→ **TASK INSTRUCTIONS**
Pick out every line of the records below that contains the string "shelf", and copy each one. Case counts.

→ **DATASET EXTRACT**
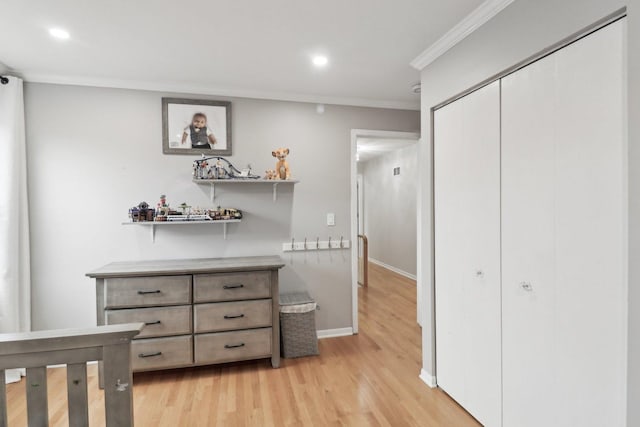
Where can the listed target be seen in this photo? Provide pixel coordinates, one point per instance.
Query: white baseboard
(93, 362)
(428, 379)
(394, 269)
(332, 333)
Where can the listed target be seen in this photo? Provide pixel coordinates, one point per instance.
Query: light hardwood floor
(366, 380)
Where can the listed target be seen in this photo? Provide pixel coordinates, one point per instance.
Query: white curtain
(15, 283)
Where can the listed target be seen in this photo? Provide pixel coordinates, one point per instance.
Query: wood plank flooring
(370, 379)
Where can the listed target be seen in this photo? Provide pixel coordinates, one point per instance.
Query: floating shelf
(274, 182)
(154, 224)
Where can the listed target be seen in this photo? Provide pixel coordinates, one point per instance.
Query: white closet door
(467, 251)
(563, 237)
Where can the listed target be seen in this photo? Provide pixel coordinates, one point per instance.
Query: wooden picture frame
(182, 131)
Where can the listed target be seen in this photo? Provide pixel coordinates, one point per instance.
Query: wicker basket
(298, 325)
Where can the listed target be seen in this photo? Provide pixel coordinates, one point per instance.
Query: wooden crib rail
(73, 347)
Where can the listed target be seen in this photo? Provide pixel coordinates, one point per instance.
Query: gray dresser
(195, 311)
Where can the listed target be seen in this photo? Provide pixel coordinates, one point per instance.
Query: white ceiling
(233, 47)
(371, 147)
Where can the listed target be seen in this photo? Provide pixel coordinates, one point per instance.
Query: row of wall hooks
(315, 244)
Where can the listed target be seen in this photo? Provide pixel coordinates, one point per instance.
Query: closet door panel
(467, 248)
(563, 232)
(528, 263)
(590, 229)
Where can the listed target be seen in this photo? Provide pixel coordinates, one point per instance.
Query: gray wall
(522, 29)
(390, 208)
(633, 385)
(95, 152)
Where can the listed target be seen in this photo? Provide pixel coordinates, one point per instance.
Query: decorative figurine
(282, 166)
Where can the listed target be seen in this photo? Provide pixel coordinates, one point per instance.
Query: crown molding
(188, 88)
(468, 25)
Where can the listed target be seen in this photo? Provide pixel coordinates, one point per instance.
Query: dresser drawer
(231, 286)
(159, 321)
(147, 291)
(155, 353)
(226, 316)
(232, 346)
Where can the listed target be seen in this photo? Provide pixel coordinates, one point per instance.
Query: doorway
(379, 161)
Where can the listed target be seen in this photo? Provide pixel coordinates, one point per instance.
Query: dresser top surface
(187, 266)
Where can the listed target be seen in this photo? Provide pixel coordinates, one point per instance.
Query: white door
(467, 251)
(563, 237)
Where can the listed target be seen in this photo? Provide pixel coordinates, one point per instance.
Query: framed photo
(193, 127)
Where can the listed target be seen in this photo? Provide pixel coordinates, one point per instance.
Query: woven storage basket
(298, 325)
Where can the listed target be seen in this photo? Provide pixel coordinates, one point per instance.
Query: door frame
(370, 133)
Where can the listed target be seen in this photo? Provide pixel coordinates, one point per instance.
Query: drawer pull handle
(157, 353)
(234, 345)
(233, 316)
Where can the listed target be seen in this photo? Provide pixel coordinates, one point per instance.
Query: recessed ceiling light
(59, 33)
(320, 60)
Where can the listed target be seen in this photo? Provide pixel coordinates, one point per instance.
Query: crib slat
(37, 407)
(77, 395)
(3, 400)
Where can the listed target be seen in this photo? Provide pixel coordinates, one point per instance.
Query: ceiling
(368, 148)
(259, 49)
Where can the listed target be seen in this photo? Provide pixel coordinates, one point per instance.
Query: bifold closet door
(563, 237)
(467, 251)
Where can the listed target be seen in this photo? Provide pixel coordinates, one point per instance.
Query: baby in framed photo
(196, 127)
(198, 134)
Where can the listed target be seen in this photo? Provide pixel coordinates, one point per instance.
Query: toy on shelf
(270, 174)
(225, 214)
(222, 169)
(282, 166)
(141, 213)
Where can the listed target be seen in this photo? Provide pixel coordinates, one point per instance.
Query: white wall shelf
(315, 245)
(154, 224)
(274, 182)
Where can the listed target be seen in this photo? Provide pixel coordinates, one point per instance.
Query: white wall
(390, 208)
(633, 75)
(522, 29)
(94, 152)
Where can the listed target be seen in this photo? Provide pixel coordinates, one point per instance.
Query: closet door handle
(526, 286)
(234, 345)
(157, 353)
(233, 316)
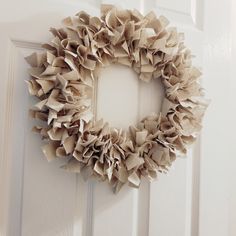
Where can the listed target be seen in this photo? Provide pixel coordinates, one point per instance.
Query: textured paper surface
(62, 78)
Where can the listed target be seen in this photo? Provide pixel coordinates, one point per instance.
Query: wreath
(62, 78)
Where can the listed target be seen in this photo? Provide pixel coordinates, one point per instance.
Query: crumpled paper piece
(62, 78)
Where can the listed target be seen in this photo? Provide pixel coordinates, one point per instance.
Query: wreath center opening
(119, 95)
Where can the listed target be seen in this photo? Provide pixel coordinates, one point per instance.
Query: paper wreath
(62, 78)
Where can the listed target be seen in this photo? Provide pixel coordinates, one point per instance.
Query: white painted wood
(197, 197)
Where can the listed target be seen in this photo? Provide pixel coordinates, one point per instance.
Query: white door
(39, 199)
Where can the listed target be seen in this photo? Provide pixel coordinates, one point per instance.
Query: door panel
(37, 197)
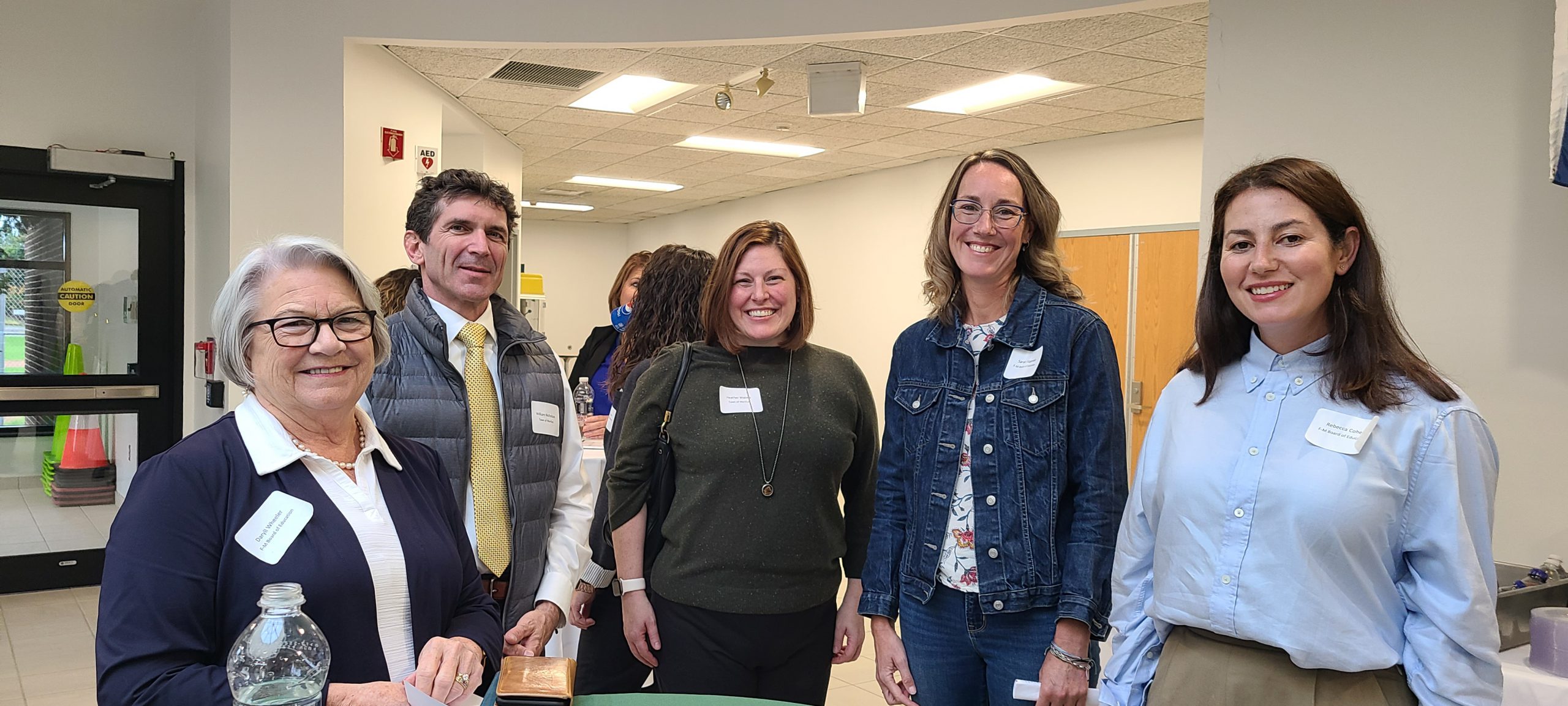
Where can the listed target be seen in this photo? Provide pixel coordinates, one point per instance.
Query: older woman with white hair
(383, 556)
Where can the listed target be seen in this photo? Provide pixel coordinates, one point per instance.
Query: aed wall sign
(76, 295)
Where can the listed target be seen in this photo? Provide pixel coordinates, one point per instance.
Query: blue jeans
(960, 656)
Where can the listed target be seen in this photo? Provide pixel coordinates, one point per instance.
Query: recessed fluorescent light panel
(546, 205)
(772, 149)
(614, 182)
(995, 95)
(631, 95)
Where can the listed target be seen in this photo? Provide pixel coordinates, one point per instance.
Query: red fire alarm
(391, 143)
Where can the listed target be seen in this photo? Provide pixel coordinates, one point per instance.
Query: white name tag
(1023, 363)
(1340, 432)
(739, 400)
(275, 526)
(546, 419)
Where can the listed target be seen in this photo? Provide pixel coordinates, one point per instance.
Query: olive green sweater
(726, 546)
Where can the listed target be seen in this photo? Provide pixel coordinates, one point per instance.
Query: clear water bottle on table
(281, 658)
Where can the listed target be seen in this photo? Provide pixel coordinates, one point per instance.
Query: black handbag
(662, 482)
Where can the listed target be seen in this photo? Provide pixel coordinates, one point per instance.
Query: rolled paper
(1550, 639)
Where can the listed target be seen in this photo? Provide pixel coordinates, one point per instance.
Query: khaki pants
(1203, 669)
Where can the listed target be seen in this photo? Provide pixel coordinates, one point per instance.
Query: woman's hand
(642, 629)
(849, 628)
(449, 669)
(592, 426)
(582, 604)
(1060, 683)
(891, 664)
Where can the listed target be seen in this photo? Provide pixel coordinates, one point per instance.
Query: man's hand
(533, 629)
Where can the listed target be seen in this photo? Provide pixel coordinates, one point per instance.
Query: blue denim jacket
(1049, 462)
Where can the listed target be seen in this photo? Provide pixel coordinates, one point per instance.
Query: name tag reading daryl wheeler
(1340, 432)
(275, 526)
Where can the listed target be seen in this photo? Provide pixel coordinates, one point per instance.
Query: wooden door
(1167, 297)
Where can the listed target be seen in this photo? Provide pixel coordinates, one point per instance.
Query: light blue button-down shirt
(1241, 526)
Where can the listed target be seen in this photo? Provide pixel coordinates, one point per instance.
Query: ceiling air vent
(546, 76)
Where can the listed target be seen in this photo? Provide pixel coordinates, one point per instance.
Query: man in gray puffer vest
(474, 381)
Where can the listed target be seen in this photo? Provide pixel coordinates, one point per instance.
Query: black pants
(604, 663)
(783, 658)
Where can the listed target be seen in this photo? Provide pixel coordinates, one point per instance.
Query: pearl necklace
(342, 465)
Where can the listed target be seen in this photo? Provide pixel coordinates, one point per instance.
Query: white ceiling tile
(686, 70)
(1183, 80)
(518, 93)
(1185, 13)
(1114, 123)
(502, 123)
(587, 116)
(935, 77)
(737, 54)
(929, 140)
(1004, 54)
(451, 84)
(1090, 32)
(819, 54)
(1099, 68)
(913, 46)
(1174, 110)
(606, 60)
(907, 118)
(1106, 99)
(1181, 45)
(504, 109)
(861, 130)
(455, 65)
(1040, 113)
(976, 127)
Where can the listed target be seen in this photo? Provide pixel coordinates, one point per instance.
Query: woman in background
(593, 358)
(670, 299)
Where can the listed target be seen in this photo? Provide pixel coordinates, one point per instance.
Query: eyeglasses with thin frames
(301, 331)
(1004, 216)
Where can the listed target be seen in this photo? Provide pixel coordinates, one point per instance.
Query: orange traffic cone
(85, 476)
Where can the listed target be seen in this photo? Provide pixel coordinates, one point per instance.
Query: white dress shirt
(361, 504)
(1352, 562)
(575, 495)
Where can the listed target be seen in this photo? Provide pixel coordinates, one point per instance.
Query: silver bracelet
(1073, 659)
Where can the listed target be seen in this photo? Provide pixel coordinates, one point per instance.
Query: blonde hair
(1037, 260)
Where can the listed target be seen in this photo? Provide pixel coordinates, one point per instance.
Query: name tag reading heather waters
(275, 526)
(1340, 432)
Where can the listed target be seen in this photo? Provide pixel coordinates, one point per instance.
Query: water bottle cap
(281, 595)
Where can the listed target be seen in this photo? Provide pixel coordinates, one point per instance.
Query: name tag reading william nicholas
(1340, 432)
(275, 526)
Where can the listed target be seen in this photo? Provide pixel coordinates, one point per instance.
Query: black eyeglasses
(1004, 217)
(301, 331)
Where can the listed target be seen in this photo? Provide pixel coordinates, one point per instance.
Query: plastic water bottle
(281, 658)
(582, 396)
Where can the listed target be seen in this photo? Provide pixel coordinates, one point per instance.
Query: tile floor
(46, 653)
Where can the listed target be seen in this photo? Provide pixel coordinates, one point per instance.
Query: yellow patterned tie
(491, 520)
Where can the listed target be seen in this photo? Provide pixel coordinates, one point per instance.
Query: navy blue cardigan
(178, 590)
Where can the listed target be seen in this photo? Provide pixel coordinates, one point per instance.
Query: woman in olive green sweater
(767, 434)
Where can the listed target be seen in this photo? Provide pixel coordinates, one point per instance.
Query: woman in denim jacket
(1004, 464)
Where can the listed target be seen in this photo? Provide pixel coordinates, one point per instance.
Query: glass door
(88, 385)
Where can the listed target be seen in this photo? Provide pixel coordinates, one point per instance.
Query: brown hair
(436, 192)
(715, 295)
(394, 288)
(1039, 258)
(668, 308)
(637, 261)
(1368, 347)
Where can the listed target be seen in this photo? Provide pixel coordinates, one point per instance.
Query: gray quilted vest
(419, 396)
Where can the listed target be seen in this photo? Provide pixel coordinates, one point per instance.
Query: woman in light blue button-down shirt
(1311, 517)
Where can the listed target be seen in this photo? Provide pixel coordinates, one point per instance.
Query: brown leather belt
(494, 587)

→ **ANSWER**
Query: floating shelf
Query: toy on shelf
Query: white wall shelf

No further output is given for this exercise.